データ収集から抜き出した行
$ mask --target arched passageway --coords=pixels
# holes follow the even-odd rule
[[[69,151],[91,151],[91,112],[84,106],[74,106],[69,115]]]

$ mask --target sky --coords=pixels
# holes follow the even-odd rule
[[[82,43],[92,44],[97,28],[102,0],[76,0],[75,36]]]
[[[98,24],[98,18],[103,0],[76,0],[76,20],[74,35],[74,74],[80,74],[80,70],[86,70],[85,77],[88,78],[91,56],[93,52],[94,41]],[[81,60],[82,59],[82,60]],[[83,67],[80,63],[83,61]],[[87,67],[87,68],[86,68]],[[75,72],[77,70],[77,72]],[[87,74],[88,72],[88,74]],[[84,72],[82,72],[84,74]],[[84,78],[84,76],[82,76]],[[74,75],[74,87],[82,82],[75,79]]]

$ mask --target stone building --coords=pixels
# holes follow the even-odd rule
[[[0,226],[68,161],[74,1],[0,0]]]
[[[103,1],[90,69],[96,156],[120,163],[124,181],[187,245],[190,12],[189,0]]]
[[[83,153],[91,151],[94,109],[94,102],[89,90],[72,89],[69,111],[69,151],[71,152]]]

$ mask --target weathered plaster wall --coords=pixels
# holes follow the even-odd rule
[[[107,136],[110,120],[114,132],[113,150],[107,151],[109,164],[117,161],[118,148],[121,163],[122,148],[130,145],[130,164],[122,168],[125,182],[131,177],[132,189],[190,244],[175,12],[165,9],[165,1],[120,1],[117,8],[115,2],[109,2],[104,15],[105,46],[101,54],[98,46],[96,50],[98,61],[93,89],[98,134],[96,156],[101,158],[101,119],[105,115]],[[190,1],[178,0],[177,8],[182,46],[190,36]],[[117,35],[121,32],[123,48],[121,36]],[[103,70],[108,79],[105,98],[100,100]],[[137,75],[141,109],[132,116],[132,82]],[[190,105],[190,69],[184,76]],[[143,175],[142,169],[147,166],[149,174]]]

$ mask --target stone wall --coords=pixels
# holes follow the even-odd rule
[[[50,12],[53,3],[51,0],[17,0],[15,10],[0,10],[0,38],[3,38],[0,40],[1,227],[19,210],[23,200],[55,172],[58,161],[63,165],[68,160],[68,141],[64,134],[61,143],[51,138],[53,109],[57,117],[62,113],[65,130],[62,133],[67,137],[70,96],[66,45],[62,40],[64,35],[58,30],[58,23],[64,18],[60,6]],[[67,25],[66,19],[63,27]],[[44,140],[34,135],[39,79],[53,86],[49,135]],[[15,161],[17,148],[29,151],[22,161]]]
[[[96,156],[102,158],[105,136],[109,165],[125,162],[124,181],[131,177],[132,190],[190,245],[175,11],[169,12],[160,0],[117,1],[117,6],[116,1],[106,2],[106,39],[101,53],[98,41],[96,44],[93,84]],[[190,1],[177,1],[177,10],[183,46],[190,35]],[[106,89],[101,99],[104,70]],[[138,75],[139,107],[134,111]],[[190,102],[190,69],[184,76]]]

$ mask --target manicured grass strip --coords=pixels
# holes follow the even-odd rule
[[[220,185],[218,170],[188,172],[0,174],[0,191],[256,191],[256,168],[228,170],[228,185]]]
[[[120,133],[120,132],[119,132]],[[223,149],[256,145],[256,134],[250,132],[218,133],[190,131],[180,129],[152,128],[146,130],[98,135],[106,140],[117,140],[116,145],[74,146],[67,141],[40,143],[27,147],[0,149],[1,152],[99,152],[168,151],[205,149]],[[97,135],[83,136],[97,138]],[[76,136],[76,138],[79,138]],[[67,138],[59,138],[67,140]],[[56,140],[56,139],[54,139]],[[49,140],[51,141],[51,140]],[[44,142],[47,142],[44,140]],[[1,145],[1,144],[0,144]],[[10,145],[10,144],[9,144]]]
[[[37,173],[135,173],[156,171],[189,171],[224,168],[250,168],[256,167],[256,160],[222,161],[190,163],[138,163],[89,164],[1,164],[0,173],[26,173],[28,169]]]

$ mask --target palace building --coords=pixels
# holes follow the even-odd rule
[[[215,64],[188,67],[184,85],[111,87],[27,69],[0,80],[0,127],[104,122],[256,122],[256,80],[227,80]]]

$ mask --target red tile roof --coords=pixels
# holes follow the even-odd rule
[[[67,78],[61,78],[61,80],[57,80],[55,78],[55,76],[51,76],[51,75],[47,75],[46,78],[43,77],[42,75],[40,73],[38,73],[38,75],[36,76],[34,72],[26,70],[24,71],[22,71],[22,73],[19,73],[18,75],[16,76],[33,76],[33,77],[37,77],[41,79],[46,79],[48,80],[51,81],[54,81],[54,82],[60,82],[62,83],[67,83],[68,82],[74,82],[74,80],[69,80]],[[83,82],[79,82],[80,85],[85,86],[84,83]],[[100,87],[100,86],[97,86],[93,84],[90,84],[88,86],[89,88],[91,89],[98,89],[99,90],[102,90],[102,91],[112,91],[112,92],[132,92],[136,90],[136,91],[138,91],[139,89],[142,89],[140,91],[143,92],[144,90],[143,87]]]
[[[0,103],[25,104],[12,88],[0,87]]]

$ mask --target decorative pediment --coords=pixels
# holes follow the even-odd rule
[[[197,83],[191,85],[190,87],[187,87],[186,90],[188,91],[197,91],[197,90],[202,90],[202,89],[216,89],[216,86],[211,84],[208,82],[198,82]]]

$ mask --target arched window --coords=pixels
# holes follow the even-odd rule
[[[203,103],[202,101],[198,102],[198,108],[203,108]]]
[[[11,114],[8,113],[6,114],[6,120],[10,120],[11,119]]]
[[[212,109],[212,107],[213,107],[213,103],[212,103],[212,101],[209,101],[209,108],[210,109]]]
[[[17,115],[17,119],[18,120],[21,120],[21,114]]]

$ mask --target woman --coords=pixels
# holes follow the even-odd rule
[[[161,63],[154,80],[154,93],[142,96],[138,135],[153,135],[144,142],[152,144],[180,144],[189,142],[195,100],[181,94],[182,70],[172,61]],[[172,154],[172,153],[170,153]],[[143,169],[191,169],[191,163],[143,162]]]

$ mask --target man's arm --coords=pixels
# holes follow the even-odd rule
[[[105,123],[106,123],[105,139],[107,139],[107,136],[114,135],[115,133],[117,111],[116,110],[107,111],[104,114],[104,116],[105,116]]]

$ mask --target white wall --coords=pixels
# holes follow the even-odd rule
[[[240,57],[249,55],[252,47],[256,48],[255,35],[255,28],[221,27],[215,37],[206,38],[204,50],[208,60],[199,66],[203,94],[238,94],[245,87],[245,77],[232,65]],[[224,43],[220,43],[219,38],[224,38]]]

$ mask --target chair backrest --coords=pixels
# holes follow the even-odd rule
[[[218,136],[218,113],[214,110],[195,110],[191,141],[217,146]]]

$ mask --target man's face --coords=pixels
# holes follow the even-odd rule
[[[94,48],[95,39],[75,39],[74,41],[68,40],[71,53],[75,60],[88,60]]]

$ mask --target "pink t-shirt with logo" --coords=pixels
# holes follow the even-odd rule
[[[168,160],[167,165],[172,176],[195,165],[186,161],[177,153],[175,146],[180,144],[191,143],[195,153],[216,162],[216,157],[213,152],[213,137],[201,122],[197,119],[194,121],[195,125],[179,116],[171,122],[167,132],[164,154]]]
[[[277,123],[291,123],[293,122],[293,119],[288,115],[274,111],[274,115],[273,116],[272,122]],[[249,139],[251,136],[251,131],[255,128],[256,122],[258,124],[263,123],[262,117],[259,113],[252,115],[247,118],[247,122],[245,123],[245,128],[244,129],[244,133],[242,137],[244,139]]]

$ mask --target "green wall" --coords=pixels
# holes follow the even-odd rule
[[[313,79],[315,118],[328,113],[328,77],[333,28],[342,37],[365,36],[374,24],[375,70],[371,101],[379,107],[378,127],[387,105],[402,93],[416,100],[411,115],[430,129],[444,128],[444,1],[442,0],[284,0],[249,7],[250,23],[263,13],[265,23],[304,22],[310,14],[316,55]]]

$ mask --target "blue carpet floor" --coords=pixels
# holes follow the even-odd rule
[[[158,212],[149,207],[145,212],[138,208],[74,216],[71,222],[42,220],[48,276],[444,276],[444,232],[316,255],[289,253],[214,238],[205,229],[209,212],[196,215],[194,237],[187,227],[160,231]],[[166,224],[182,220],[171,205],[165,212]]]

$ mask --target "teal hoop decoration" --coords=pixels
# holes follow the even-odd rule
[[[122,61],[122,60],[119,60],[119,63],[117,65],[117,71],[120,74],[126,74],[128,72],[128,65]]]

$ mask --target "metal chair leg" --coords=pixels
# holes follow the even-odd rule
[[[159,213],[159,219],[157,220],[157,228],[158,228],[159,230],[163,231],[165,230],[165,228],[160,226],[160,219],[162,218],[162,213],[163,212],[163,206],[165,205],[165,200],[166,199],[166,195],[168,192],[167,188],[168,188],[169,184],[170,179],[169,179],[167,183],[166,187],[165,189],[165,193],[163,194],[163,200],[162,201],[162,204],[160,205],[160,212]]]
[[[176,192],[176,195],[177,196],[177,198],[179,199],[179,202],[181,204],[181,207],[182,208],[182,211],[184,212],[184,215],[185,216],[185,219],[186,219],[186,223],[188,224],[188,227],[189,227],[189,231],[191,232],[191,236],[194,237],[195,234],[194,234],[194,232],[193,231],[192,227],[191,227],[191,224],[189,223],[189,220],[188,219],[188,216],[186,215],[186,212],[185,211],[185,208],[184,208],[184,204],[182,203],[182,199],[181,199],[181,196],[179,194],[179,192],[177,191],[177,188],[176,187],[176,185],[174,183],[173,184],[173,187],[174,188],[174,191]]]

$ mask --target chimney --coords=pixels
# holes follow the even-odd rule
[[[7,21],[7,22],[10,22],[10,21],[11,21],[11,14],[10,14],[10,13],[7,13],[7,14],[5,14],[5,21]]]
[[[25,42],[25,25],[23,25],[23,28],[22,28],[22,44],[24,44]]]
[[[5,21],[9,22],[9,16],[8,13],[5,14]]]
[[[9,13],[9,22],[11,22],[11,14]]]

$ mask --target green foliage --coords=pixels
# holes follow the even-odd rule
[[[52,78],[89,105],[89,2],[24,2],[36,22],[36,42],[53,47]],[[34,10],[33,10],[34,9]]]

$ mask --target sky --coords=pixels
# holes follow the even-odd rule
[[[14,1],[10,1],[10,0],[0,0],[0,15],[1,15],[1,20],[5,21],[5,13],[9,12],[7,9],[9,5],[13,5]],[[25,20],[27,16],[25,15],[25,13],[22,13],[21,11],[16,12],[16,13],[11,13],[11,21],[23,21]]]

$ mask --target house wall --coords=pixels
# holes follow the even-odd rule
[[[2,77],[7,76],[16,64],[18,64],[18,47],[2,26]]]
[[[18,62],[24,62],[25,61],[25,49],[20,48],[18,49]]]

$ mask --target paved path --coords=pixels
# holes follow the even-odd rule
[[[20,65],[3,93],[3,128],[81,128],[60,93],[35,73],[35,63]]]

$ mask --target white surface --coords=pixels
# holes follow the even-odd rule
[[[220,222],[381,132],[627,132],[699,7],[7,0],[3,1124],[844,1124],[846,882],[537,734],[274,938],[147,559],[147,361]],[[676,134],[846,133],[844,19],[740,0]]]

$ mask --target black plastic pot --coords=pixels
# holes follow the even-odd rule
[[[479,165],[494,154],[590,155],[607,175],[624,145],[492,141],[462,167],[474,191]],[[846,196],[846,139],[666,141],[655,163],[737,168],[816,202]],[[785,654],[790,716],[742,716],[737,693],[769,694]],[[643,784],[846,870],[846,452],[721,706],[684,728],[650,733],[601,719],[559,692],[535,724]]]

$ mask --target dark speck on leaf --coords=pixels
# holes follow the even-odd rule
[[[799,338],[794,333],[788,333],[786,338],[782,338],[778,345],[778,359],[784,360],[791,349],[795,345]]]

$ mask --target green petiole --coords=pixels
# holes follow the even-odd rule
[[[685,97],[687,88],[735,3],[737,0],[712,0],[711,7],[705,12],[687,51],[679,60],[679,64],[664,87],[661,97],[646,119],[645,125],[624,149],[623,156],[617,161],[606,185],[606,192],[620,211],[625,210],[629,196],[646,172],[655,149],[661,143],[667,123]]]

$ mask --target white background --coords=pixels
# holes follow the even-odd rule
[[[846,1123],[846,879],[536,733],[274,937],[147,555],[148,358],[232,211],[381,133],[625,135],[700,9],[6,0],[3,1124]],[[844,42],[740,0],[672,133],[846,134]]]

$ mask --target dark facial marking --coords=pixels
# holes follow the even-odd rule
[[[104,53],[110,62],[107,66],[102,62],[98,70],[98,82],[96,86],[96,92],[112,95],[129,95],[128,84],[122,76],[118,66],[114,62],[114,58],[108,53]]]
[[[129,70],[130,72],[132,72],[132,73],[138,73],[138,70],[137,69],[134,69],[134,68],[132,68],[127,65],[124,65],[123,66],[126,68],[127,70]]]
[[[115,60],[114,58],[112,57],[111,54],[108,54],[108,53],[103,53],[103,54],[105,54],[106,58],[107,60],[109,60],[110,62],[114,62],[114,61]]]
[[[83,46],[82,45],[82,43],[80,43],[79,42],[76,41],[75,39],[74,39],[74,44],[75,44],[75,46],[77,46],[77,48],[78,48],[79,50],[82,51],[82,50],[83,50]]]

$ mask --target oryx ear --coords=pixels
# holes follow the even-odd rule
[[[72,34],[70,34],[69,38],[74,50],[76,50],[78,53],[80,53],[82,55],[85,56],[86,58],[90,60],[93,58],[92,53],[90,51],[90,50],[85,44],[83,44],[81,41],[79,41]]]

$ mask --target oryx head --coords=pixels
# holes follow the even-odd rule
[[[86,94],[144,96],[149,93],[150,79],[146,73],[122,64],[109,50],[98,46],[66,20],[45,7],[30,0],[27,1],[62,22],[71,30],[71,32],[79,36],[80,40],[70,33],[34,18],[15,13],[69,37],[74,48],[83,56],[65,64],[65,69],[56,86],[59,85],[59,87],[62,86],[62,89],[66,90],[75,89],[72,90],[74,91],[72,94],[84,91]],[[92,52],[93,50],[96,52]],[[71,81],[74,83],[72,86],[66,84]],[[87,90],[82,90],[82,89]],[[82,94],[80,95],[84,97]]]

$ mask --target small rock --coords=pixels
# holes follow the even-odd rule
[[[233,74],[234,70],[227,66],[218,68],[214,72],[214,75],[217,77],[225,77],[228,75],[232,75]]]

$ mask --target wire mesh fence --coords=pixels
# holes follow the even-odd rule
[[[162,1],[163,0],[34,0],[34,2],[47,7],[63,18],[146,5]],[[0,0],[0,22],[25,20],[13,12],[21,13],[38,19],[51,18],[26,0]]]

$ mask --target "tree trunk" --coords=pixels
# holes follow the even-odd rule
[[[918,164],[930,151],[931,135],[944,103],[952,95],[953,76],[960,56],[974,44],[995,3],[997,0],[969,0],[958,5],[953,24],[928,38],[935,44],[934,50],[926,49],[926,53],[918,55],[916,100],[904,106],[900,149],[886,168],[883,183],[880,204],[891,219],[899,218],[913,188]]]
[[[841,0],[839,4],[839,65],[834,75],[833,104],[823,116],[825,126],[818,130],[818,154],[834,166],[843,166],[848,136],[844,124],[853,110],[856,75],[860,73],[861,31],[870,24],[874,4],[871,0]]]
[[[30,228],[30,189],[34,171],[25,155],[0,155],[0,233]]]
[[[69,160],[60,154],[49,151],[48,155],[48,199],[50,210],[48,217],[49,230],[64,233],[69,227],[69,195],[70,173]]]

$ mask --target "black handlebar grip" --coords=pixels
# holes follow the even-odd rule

**課題内容:** 先頭の行から「[[[69,151],[91,151],[91,112],[84,106],[74,106],[69,115]]]」を含む行まで（その行も含む）を、指示の行も含めてもう一度書き出し、解答に含まれる座標の数値すべてに49を足してください。それ以外の行は書かないでください。

**解答:**
$ mask --target arched passageway --coords=pixels
# holes follow the even-odd rule
[[[118,200],[140,200],[140,161],[133,155],[123,155],[118,164]]]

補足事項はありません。